What is being asked:
Can you pull out every line in the items below that contains the word "instance"? Count a match only when the letter case is the same.

════

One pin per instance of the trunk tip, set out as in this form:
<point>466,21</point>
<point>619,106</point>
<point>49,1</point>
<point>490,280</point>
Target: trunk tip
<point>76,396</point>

════

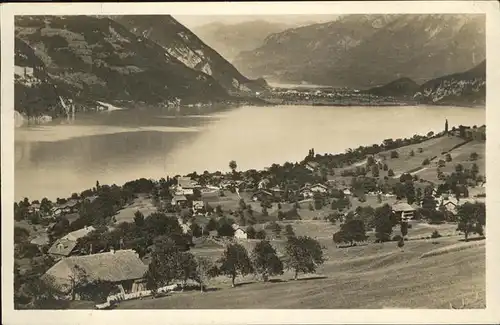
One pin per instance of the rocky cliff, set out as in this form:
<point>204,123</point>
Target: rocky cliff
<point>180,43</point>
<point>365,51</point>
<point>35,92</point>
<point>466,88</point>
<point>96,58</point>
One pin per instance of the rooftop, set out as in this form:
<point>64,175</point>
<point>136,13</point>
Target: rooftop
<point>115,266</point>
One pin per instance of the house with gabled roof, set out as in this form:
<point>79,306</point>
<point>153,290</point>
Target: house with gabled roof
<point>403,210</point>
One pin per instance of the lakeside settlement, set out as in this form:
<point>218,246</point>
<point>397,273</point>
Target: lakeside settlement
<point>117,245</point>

════

Solution for this exercise:
One pin per instance of the trunk tip, set out as in this form:
One pin per instance of the rocky cliff, set out as in this form:
One pin per instance of the rooftop, set out as in this form:
One pin per instance of the house with gabled roof, set out as in this form:
One pin per instance of the lakeside settlement, set out as in this form:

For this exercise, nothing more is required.